Text passage
• • • •
BF3 right on!! In play alot of BC2 and that is what was concerning me about wether to go XFI or XONAR, LaughinMan said the DS would be a good fit. what do you all think? If I want to cap at 100 Dollars tops. I love my Dubstep and Jazz but love gaming too. Im prob going to snag the samsons for 39 on ebay. i liked the JVCs but the reviews all stated that the ear cups get pretty hot and can be uncomfortable. 

I plan on snagging an Iasus NT3 for my mic unless you have better ideas for Teamspeak working well with a 5.1 speaker set playing BC2. I want to use my headphones for TS Chat and my speakers for game audio. I dont want to have game audio picked up on the mic.


----------



## LAN_deRf_HA (May 19, 2011)

How come this hasn't been moved? It's been days...


----------



## Killer_Rubber_Ducky (May 19, 2011)

LAN_deRf_HA said:


> How come this hasn't been moved? It's been days...



why would it be moved prey tell?

It is about sound cards and adapters. 

It also covers areas surrounding  sound too.


----------



## LAN_deRf_HA (May 19, 2011)

You're telling me the audio forum doesn't cover soundcards? That was like one of the leading arguments for it for eons.


----------



## Killer_Rubber_Ducky (May 19, 2011)

LAN_deRf_HA said:


> You're telling me the audio forum doesn't cover soundcards? That was like one of the leading arguments for it for eons.



I looked and did not find the AUDIO FORUM. I found it under general hardware but not when I made the post as all I did was look under general hardware posts not the sub directory so,  by all means move it.


----------



## erocker (May 19, 2011)

Thread moved to the correct forum.


----------



## imperialreign (May 19, 2011)

Regarding the debate between X-Fi vs Xonar . . . unless you're purchasing the top-end X-Fi cards, the Xonar's do have better output sound quality . . . unless you're talking multi-channel setups, in which case it's only a _slight_ difference.  For all the other multi-channel outputs, the OPAMPs and DACs that ASUS uses are on-par in terms of output quality to those found on the X-Fi cards.  This has been what's lead to the somewhat skewed notion that the Xonar's overall sound better than the X-FIs.  They do . . . but at the same time, they don't.
• • • •
Location annotation dataset excerpts
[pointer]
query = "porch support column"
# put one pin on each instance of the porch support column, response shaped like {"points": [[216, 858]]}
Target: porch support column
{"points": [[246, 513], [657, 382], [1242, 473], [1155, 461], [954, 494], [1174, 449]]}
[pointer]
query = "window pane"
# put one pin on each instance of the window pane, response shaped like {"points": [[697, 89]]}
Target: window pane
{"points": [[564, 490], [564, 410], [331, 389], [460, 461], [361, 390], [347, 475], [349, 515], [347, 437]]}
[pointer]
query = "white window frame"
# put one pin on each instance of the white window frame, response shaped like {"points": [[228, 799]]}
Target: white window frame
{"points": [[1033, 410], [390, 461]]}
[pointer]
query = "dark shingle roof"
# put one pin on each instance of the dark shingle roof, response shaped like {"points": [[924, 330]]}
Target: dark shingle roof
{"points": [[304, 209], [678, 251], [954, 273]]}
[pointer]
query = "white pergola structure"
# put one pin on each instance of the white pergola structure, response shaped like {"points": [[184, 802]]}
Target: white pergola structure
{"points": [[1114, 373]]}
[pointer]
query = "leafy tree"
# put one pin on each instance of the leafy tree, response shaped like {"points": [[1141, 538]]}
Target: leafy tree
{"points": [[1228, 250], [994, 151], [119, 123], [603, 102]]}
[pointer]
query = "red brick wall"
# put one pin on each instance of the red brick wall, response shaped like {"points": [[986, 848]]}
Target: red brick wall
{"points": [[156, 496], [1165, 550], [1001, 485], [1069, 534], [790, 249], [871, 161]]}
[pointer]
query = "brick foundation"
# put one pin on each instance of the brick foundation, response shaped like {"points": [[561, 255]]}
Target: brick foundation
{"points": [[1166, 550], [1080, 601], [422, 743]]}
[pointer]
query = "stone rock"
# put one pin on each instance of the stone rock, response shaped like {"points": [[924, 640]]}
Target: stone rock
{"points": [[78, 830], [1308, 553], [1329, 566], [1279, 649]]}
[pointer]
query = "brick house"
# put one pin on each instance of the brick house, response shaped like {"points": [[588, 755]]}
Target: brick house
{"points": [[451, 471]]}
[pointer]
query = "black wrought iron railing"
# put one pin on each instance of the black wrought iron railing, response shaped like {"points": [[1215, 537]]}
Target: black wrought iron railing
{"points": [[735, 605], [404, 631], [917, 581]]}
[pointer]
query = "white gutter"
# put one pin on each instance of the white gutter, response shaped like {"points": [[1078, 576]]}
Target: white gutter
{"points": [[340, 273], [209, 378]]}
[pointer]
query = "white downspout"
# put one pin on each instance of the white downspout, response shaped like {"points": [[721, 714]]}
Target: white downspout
• • • •
Exercise tasks
**A.** Translate this sentence from the sound card thread into Spanish: "I want to use my headphones for TS Chat and my speakers for game audio."
**B.** Write out the part of the sound card thread that begins at the words "Regarding the debate" and stops after "time, they don't.", swapping "OPAMPs" for "op-amps".

Task solutions
**A.** Quiero usar mis auriculares para el chat de TS y mis altavoces para el audio del juego.

**B.**
Regarding the debate between X-Fi vs Xonar . . . unless you're purchasing the top-end X-Fi cards, the Xonar's do have better output sound quality . . . unless you're talking multi-channel setups, in which case it's only a _slight_ difference.  For all the other multi-channel outputs, the op-amps and DACs that ASUS uses are on-par in terms of output quality to those found on the X-Fi cards.  This has been what's lead to the somewhat skewed notion that the Xonar's overall sound better than the X-FIs.  They do . . . but at the same time, they don't.